Your Parents’ TV Viewing - Yuck

Jules

SF VIP
Back in the olden days when most of us were lucky if we had one tv in the house, the adults ruled the dial. What did your parents watch that you didn’t like. Especially Saturday night, which is what made me think of this.

Off the top of my head,
Lawrence Welk
Red Skelton
Danny Thomas
 

There was nothing that they watched that I didn't like. I controlled the knob that changed the channels. ;) I watched Dark Shadows on my own every afternoon after school and after dinner we watched Laugh In, the Carol Burnett Show, The Jeffersons and Sandford and Son.

I'm happy I grew up with parents who only watched TV when I did.
 
Back in the olden days, the family was usually gathered at my grandma's for dinner on Sunday. After dinner my parents, aunts, and uncles would play cards. My cousins and I would retire to the living room with Grandma to watch Lawrence Welk, which was on right after Mitch Miller. I suffered through both of those shows because when they were over, she'd let us watch Jonny Quest. 😍

My father liked Red Skelton, but his favorites were the Wile E. Coyote/Roadrunner cartoons and The Three Stooges. He thought they were hilarious and would bust a gut laughing. I'd look at him like he was an escaped mental patient, lol. What about me? I hated both shows. I couldn't stand The Three Stooges' hair pulling, slapping, head conks, eye pokes, and other antics—nope, not funny. My father would laugh like he was deranged. I'd often just leave the room because I didn't think that type of “humor” was funny.

Thank Sweet Baby Jesus that I was fortunate to have another television to watch in the upstairs TV room. 📺 I liked to watch The Jetsons, The Flintstones, Walt Disney's Wonderful World of Color, The Addams Family, The Beverly Hillbillies, Get Smart, The Man From U.N.C.L.E., My Favorite Martian, and The Monkees. That's the short list. 🙃😊

Just kill me now... 🤪

 
Back in the olden days when most of us were lucky if we had one tv in the house, the adults ruled the dial. What did your parents watch that you didn’t like. Especially Saturday night, which is what made me think of this.

* [RECORD SET]
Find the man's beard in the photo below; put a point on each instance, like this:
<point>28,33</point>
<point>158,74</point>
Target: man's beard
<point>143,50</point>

* [TO DO]
a) In the forum thread about parents' TV viewing, what show would Grandma let the cousins watch once Mitch Miller and Lawrence Welk were over?
b) Reproduce the forum thread about parents' TV viewing word for word, from "There was nothing" up to and including "Sandford and Son.".
c) Go on with the forum thread about parents' TV viewing, picking up after its last sentence.

* [RESPONSES FOR EACH TASK]
a) Jonny Quest.

b)
There was nothing that they watched that I didn't like. I controlled the knob that changed the channels. ;) I watched Dark Shadows on my own every afternoon after school and after dinner we watched Laugh In, the Carol Burnett Show, The Jeffersons and Sandford and Son.

c)
Off the top of my head,
Lawrence Welk
Red Skelton
Danny Thomas
i actually liked lawrence welk. i was just little but i always thought the dancing was so lovely. and the music.
 
There were 5 of us in the family, with one TV. It was a black and white set.
I don't recall any disagreements about what to watch.
There were only 3 channels after all. Seldom was there a conflict regarding best channel to watch.
Those who weren't interested with anything on TV, found something else to do. No problem.

In the 70's my parents finally got a color TV. Us kids were no longer living at home.
When we each would visit, we watched whatever they had on. Again, no problem.
 
There was distinct programming times back then, Pretty G-rated all day and evening then after usually 9pm racier stuff for adults.
I am glad I can watch a movie now when and what hour I wish but I really cringe that young children can do the same.

I didn't like Lawrence Welk either. I think it was him I didn't care for, he seemed so stiff and mechanical or something. I would
have watched Red Skelton anytime as long as Fury, Flicka, Tonka or Black Beauty wasn't playing at the same time.
 
Television didn't play a part of my young life really. I was about 7/8 when my dad bought one for my grandparents (we lived with them) but not long after that we moved to the Middle East and we didn't have a tv there. So most of my childhood and all of my teenage years were without tv... apart from when we came back to England on our annual leave and I'd watch Wagon Train with my grandmother. She loved Ward Bond while I loved Robert Horton. :cool:
 
I grew up with appointment TV where we warmed up the set for specific programs and turned it off as soon as they were finished. Today my TV is on most of the time for background noise.

I suffered through the variety shows like Ed Sullivan.

I always looked forward to Walt Disney’s The Wonderful World of Color, Bonanza, Marlin Perkins Wild Kingdom.

 
Surprisingly, my taste in TV was what my parents liked. At 11, I used to watch Perry Mason with them. I always laid on the floor, but I couldn't get to close to the TV, or I'd ruin my eyes. :)
It seems like there must have been a severe furniture shortage in the 50s and 60s, most of us spent our young lives on the floor. 😉🤭😂

family-in-the-living-room-watching-tv-1960s-v0-45r12uwlv54b1.jpg
 
Back in the olden days when most of us were lucky if we had one tv in the house, the adults ruled the dial. What did your parents watch that you didn’t like. Especially Saturday night, which is what made me think of this.

Off the top of my head,
Lawrence Welk
Red Skelton
Danny Thomas
I grew up with appointment TV where we warmed up the set for specific programs and turned it off as soon as they were finished. Today my TV is on most of the time for background noise.

I suffered through the variety shows like Ed Sullivan.

I always looked forward to Walt Disney’s The Wonderful World of Color, Bonanza, Marlin Perkins Wild Kingdom.

Unlike that spoiled @seadoug ;) our father ruled the TV and he was super critical. For example we couldn't watch "Seahunt" because Lloyd Bridges' eyes were too close together.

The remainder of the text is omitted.